• SUPPLIED MATERIAL:
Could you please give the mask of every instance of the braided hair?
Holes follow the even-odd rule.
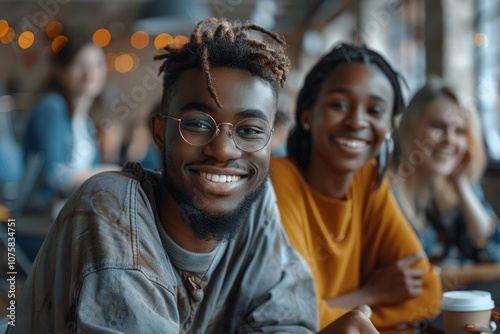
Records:
[[[341,43],[335,46],[309,71],[297,98],[295,109],[296,125],[288,138],[287,148],[288,156],[298,164],[299,168],[303,172],[305,172],[309,167],[312,137],[310,132],[305,131],[301,127],[302,112],[305,109],[311,108],[316,103],[316,98],[321,89],[321,85],[328,75],[335,69],[350,63],[374,65],[389,79],[389,82],[394,90],[394,107],[391,117],[393,128],[395,116],[403,111],[404,102],[399,82],[400,75],[379,53],[368,49],[366,46],[355,46],[346,43]],[[381,163],[379,159],[380,157],[377,158],[380,167]],[[386,169],[387,164],[383,164],[382,168],[379,168],[377,185],[381,182]]]
[[[275,43],[266,43],[251,36],[253,32],[267,35]],[[155,60],[164,60],[160,67],[163,77],[164,113],[166,101],[178,76],[185,70],[199,68],[203,71],[207,89],[219,108],[222,108],[212,84],[211,67],[230,67],[247,70],[268,81],[275,93],[283,87],[290,68],[285,54],[284,38],[251,22],[229,22],[226,19],[209,18],[200,21],[186,44],[178,47],[169,44]]]

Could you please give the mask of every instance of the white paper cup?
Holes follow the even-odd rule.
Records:
[[[467,324],[489,326],[493,308],[495,308],[495,303],[491,299],[491,293],[487,291],[445,292],[441,299],[444,332],[446,334],[469,333],[465,330]]]

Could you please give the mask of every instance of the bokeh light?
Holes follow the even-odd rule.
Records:
[[[113,53],[113,52],[108,52],[105,55],[105,58],[106,58],[106,67],[107,67],[107,69],[108,69],[109,72],[115,70],[116,57],[118,57],[118,56],[116,55],[116,53]]]
[[[0,38],[7,35],[8,31],[9,31],[9,22],[5,20],[0,20]]]
[[[68,38],[66,36],[60,35],[52,40],[50,44],[50,48],[52,52],[58,53],[61,49],[68,43]]]
[[[136,31],[130,37],[130,44],[138,50],[144,49],[149,44],[149,35],[144,31]]]
[[[174,39],[169,34],[165,34],[165,33],[159,34],[155,38],[155,42],[154,42],[155,48],[157,48],[157,49],[164,48],[168,44],[172,44],[173,41],[174,41]]]
[[[32,31],[23,31],[21,35],[19,35],[19,39],[17,40],[17,44],[21,49],[27,49],[33,45],[35,42],[35,35]]]
[[[61,35],[61,33],[62,33],[62,24],[57,21],[50,22],[49,24],[47,24],[47,27],[45,28],[45,34],[49,38],[56,38],[57,36]]]
[[[92,40],[95,45],[103,48],[111,41],[111,33],[107,29],[98,29],[92,36]]]

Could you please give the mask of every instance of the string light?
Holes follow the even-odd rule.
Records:
[[[111,33],[107,29],[98,29],[92,36],[92,40],[95,45],[103,48],[111,41]]]
[[[174,39],[169,34],[166,33],[159,34],[158,36],[156,36],[154,41],[155,48],[156,49],[164,48],[168,44],[172,44],[173,41]]]

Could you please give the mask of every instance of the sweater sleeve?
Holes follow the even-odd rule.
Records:
[[[410,254],[423,253],[417,236],[398,209],[387,180],[370,194],[366,203],[361,284],[377,268],[389,266]],[[442,294],[439,276],[427,258],[417,261],[413,267],[424,270],[423,293],[399,304],[373,307],[371,320],[377,328],[412,323],[438,315]]]

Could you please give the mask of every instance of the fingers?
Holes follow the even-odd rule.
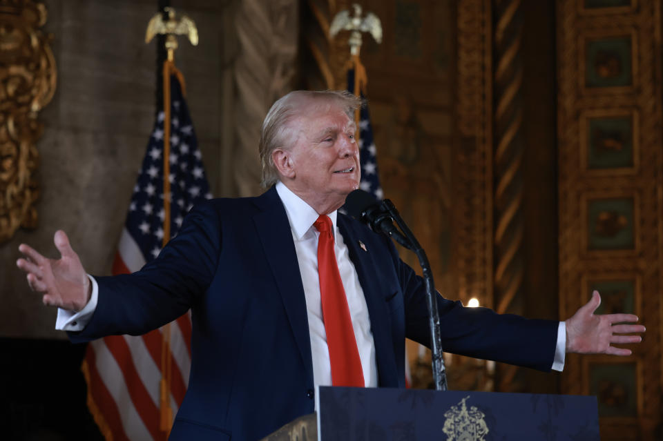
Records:
[[[594,311],[597,310],[599,306],[601,304],[601,295],[599,295],[599,291],[594,290],[592,292],[592,298],[589,300],[589,302],[586,303],[584,306],[580,308],[579,311],[582,311],[583,312],[588,312],[589,313],[593,313]]]
[[[55,235],[53,236],[53,243],[55,244],[55,247],[63,257],[76,256],[76,253],[74,253],[74,251],[71,248],[71,245],[69,244],[69,238],[67,237],[66,233],[62,230],[58,230],[55,232]]]
[[[16,266],[26,273],[32,273],[40,279],[44,277],[44,272],[41,271],[41,267],[29,260],[19,259],[16,261]]]
[[[644,332],[646,331],[642,324],[613,324],[611,331],[618,334],[630,334],[634,332]]]
[[[610,354],[611,355],[620,355],[622,357],[626,357],[631,354],[631,349],[624,349],[624,348],[615,348],[613,346],[610,346],[608,348],[608,350],[606,351],[606,354]]]
[[[642,337],[640,335],[613,335],[610,339],[611,343],[617,344],[628,344],[629,343],[640,343]]]
[[[27,276],[28,284],[30,286],[30,288],[33,291],[37,291],[38,293],[46,293],[48,291],[48,287],[44,282],[43,280],[38,278],[36,275],[32,273],[29,273]]]
[[[37,253],[35,248],[29,245],[26,245],[25,244],[21,244],[19,245],[19,251],[24,254],[28,257],[28,258],[37,263],[38,265],[41,265],[46,260],[46,258]]]
[[[610,323],[628,323],[637,322],[637,315],[634,314],[608,314],[602,317],[608,320]]]

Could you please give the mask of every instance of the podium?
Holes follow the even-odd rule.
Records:
[[[595,397],[320,386],[265,441],[599,441]]]

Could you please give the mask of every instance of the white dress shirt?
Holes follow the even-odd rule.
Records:
[[[320,233],[313,226],[319,215],[281,182],[276,184],[276,191],[285,206],[285,212],[290,222],[299,272],[302,275],[302,284],[306,296],[311,355],[313,356],[313,382],[316,386],[331,386],[332,366],[327,346],[327,333],[323,322],[320,280],[318,275],[318,237]],[[366,299],[359,284],[354,264],[350,260],[347,246],[336,226],[336,214],[334,211],[328,215],[334,224],[334,253],[336,256],[345,297],[347,297],[347,306],[350,310],[354,337],[364,373],[364,384],[367,387],[375,387],[378,385],[378,369],[375,361],[375,344],[371,332],[371,319],[368,315]]]
[[[320,296],[320,281],[318,276],[318,237],[320,233],[313,226],[318,215],[315,210],[301,198],[292,193],[282,183],[276,184],[276,191],[285,206],[290,222],[292,239],[302,276],[302,284],[306,297],[306,309],[311,339],[311,355],[313,358],[313,378],[316,386],[332,384],[332,368],[329,353],[327,346],[327,334],[323,322],[322,304]],[[364,292],[359,284],[357,272],[348,255],[347,246],[336,227],[336,211],[329,213],[334,224],[334,251],[338,264],[338,271],[347,297],[354,337],[361,360],[366,386],[374,387],[378,384],[377,365],[375,361],[375,344],[371,332],[370,317]],[[94,277],[92,283],[92,295],[85,307],[77,313],[58,308],[55,329],[61,331],[81,331],[92,319],[97,307],[99,288]],[[562,371],[566,349],[566,327],[560,322],[557,327],[557,341],[555,360],[551,369]],[[405,362],[405,360],[403,360]]]

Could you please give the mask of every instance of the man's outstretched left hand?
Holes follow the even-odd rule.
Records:
[[[601,296],[594,291],[587,304],[566,320],[566,352],[630,355],[631,349],[617,348],[612,344],[640,343],[642,336],[623,334],[643,333],[644,326],[631,324],[637,322],[637,316],[633,314],[596,315],[594,311],[599,304]]]

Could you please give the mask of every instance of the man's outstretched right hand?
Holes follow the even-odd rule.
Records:
[[[16,264],[27,273],[30,289],[44,294],[44,304],[79,311],[90,300],[92,285],[64,231],[56,231],[53,242],[60,252],[59,259],[48,259],[21,244],[19,251],[24,257]]]

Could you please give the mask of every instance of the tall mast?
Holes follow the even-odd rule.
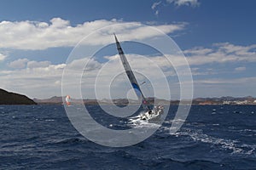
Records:
[[[130,80],[130,82],[131,83],[131,86],[132,88],[134,88],[135,92],[136,92],[136,94],[137,96],[138,97],[138,99],[142,99],[143,98],[143,104],[144,106],[147,107],[148,110],[150,110],[149,106],[148,106],[148,101],[146,100],[137,82],[137,79],[133,74],[133,71],[131,71],[131,66],[127,61],[127,59],[124,54],[124,51],[115,36],[114,35],[114,38],[115,38],[115,42],[116,42],[116,47],[117,47],[117,49],[119,51],[119,56],[120,56],[120,59],[121,59],[121,61],[122,61],[122,64],[124,65],[124,68],[125,70],[125,72],[126,72],[126,75]]]

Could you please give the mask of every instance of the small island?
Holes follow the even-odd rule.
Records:
[[[37,103],[26,95],[0,88],[0,105],[37,105]]]

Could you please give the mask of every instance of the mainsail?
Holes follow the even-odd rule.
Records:
[[[124,65],[124,68],[125,70],[125,72],[126,72],[126,75],[131,83],[131,86],[132,88],[134,88],[135,92],[136,92],[136,94],[137,96],[138,97],[138,99],[143,99],[143,107],[146,107],[148,110],[151,110],[151,109],[149,108],[149,105],[148,105],[148,103],[146,99],[146,98],[144,97],[140,87],[139,87],[139,84],[137,83],[137,79],[131,69],[131,66],[127,61],[127,59],[124,54],[124,51],[115,36],[114,35],[114,38],[115,38],[115,42],[116,42],[116,47],[117,47],[117,49],[119,51],[119,56],[120,56],[120,59],[121,59],[121,61],[123,63],[123,65]]]

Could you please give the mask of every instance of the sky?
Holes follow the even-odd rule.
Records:
[[[170,66],[164,72],[168,76],[171,93],[176,96],[178,78],[173,73],[173,65],[167,65],[159,51],[132,43],[135,40],[158,37],[148,31],[147,26],[150,26],[172,38],[183,53],[192,71],[194,98],[255,97],[255,5],[253,0],[1,0],[0,88],[38,99],[63,95],[61,77],[67,64],[72,65],[71,68],[83,70],[84,65],[79,60],[83,55],[84,59],[90,57],[80,54],[80,59],[67,62],[82,42],[85,51],[106,46],[89,60],[90,65],[84,72],[83,97],[93,98],[89,91],[93,89],[94,81],[98,80],[96,76],[102,73],[100,68],[111,61],[106,74],[99,76],[102,76],[100,85],[104,84],[104,77],[109,79],[112,72],[122,69],[117,63],[114,31],[120,42],[127,41],[121,45],[135,70],[149,74],[148,77],[156,76],[147,66],[153,64],[140,60],[143,59],[150,59],[163,70]],[[94,34],[83,41],[96,30],[116,24],[119,26],[114,30],[103,30],[102,34]],[[172,59],[175,60],[175,56]],[[113,67],[117,70],[112,71]],[[120,86],[118,82],[127,80],[123,73],[113,83],[116,83],[116,91],[121,93],[120,87],[125,85]],[[166,88],[160,89],[159,93],[164,94]],[[101,98],[105,98],[103,92],[101,91]]]

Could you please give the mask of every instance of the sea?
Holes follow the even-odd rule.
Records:
[[[177,108],[147,139],[108,147],[80,134],[63,105],[0,105],[0,169],[256,169],[256,105],[192,105],[170,133]]]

• TASK:
Please give everything from the line containing "of the sea?", that line included, down to the end of the rows as a numbered list, leaving out any blank lines.

• FULL OUTPUT:
1. Could you please give the mask of every instance of the sea?
2. Holes follow the even-odd rule.
3. Records:
4. [[[177,108],[147,139],[108,147],[80,134],[63,105],[0,105],[0,169],[256,169],[256,105],[192,105],[170,133]]]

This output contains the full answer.